### Задание
Перепишите отрывок стихотворения, начиная со слов «О убыль мира, источенье» и заканчивая словами «из замершего ока.» включительно. Вместо «Хрустальный» поставьте «Стеклянный».

### Фрагмент текста
О убыль мира, источенье плоти!..
И Он тебя воистину берет,
Тот, кто насущней воздуха и хлеба,
И длится нисхождение высот,
Земле на грудь приникнувшее небо.
И после полной близости, такой
Пронзительно мгновенной и бессрочной,
Приходит тот прозрачнейший покой,
Который люди называют ночью.
Хрустальный час. Он бережно принес
Желанный отдых. В тишине высокой
Дрожат крупинки благодарных слез,
Не пролитых из замершего ока.

### Исходные материалы
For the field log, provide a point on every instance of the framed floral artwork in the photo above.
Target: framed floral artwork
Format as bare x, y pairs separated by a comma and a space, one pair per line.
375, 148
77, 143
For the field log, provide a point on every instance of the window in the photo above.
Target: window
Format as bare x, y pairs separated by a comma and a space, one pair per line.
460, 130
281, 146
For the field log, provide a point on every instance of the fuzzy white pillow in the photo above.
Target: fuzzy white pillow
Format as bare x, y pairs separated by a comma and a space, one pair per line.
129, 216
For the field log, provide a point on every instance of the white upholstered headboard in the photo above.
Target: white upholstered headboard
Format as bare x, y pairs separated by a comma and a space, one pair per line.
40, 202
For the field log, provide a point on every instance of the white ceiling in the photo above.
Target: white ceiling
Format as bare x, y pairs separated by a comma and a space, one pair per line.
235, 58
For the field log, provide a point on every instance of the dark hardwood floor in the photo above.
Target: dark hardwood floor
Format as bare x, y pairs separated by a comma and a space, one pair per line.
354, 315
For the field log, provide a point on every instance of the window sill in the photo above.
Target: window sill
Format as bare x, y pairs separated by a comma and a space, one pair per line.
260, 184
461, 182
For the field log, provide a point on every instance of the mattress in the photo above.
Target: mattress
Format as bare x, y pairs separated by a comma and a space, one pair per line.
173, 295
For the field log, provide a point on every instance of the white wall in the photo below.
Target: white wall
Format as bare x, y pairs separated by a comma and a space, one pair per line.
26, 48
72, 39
...
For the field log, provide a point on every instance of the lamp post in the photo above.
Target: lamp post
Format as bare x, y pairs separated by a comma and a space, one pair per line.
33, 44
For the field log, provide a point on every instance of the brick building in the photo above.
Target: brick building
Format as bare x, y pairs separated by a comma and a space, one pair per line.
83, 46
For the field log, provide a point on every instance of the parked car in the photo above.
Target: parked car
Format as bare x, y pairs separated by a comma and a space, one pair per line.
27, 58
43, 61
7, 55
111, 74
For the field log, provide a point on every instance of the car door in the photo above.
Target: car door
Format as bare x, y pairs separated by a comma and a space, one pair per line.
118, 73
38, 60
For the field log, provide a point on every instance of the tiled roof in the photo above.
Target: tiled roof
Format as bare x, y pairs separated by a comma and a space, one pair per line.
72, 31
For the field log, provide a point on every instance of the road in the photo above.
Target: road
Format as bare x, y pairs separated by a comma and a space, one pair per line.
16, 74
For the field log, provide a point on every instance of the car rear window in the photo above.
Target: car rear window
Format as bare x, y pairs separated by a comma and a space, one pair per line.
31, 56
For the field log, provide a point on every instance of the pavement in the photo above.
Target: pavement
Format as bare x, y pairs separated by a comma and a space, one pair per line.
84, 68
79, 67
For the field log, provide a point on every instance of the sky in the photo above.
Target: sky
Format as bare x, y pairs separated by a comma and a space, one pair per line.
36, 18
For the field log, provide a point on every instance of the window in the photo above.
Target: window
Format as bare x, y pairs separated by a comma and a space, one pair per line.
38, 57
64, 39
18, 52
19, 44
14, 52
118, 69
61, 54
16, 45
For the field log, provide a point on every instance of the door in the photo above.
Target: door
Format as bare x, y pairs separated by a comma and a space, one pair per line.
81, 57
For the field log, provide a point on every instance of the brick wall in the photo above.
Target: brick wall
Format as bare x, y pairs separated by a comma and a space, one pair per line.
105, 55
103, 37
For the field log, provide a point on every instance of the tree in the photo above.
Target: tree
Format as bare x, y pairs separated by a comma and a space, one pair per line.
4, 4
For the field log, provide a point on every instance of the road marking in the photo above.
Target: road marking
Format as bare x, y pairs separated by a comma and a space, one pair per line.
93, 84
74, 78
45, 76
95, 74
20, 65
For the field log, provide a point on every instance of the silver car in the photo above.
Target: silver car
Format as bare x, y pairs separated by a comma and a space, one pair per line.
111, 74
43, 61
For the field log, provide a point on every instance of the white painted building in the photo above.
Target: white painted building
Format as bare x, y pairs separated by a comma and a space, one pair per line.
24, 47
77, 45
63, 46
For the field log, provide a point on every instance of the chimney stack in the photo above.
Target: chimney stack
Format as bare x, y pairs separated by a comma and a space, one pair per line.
==
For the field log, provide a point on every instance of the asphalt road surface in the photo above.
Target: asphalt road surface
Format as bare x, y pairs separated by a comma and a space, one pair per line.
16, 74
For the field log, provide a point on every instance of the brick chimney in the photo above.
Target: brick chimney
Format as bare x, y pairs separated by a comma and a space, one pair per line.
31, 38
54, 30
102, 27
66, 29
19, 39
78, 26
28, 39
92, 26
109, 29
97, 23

### Письменный ответ
О убыль мира, источенье плоти!..
И Он тебя воистину берет,
Тот, кто насущней воздуха и хлеба,
И длится нисхождение высот,
Земле на грудь приникнувшее небо.
И после полной близости, такой
Пронзительно мгновенной и бессрочной,
Приходит тот прозрачнейший покой,
Который люди называют ночью.
Стеклянный час. Он бережно принес
Желанный отдых. В тишине высокой
Дрожат крупинки благодарных слез,
Не пролитых из замершего ока.